***** Data shown

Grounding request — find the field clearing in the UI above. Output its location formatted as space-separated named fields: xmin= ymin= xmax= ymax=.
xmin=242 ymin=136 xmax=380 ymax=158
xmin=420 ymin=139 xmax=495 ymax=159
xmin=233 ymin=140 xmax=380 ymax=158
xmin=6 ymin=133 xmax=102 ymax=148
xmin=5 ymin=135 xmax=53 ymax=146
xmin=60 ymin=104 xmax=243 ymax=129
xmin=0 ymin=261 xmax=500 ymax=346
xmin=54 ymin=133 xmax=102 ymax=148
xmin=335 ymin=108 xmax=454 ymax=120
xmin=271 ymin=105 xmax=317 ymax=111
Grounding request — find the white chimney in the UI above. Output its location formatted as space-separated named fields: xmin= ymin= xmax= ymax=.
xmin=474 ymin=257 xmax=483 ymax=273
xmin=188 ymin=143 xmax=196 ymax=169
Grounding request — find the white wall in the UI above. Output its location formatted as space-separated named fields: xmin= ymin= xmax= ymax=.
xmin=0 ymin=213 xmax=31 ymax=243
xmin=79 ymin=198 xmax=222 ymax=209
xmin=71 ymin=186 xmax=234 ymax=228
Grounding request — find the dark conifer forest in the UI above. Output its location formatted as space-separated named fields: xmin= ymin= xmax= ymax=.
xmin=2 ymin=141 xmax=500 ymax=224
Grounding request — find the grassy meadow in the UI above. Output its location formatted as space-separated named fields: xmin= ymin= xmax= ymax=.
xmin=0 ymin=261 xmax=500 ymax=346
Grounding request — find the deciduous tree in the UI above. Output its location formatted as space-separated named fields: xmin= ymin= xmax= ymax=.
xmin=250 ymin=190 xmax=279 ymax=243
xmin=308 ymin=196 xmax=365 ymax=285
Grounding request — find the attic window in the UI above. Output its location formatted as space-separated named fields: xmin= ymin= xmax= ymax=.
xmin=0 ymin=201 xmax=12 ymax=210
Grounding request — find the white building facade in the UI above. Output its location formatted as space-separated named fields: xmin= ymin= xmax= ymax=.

**********

Give every line of the entries above as a numbered list, leaving out any blank lines.

## Solution to the problem
1. Grounding request — find the field clearing in the UI above. Output its location formatted as space-separated named fields: xmin= ymin= xmax= ymax=.
2. xmin=242 ymin=136 xmax=380 ymax=158
3. xmin=420 ymin=139 xmax=495 ymax=159
4. xmin=233 ymin=140 xmax=380 ymax=158
5. xmin=6 ymin=133 xmax=102 ymax=148
6. xmin=5 ymin=135 xmax=53 ymax=146
7. xmin=60 ymin=104 xmax=243 ymax=129
8. xmin=0 ymin=261 xmax=500 ymax=346
9. xmin=54 ymin=133 xmax=102 ymax=148
10. xmin=335 ymin=108 xmax=454 ymax=120
11. xmin=271 ymin=105 xmax=317 ymax=111
12. Grounding request — find the white chimney in the UI above. Output its location formatted as space-separated named fields: xmin= ymin= xmax= ymax=.
13. xmin=474 ymin=257 xmax=483 ymax=273
14. xmin=188 ymin=143 xmax=196 ymax=169
15. Grounding request — find the white wall in the UI above. Output its location formatted as space-separated named fields: xmin= ymin= xmax= ymax=.
16. xmin=0 ymin=213 xmax=31 ymax=243
17. xmin=79 ymin=198 xmax=222 ymax=209
18. xmin=71 ymin=186 xmax=234 ymax=228
19. Grounding request — find the dark conifer forest in the UI above. Output its location formatted as space-separated named fields: xmin= ymin= xmax= ymax=.
20. xmin=2 ymin=141 xmax=500 ymax=224
21. Grounding request — find the grassy meadow in the UI above. Output its location formatted as space-separated named fields: xmin= ymin= xmax= ymax=.
22. xmin=0 ymin=261 xmax=500 ymax=346
23. Grounding request — find the deciduous tree in the UI above. Output its location formatted as space-separated named fields: xmin= ymin= xmax= ymax=.
24. xmin=250 ymin=190 xmax=279 ymax=243
25. xmin=308 ymin=196 xmax=365 ymax=285
26. Grounding request — find the attic window in the UI above. Output its location formatted as space-separated named fields: xmin= ymin= xmax= ymax=.
27. xmin=0 ymin=201 xmax=12 ymax=210
28. Grounding request — find the white building facade in the UI above. Output its location formatted as space-separated named fields: xmin= ymin= xmax= ymax=.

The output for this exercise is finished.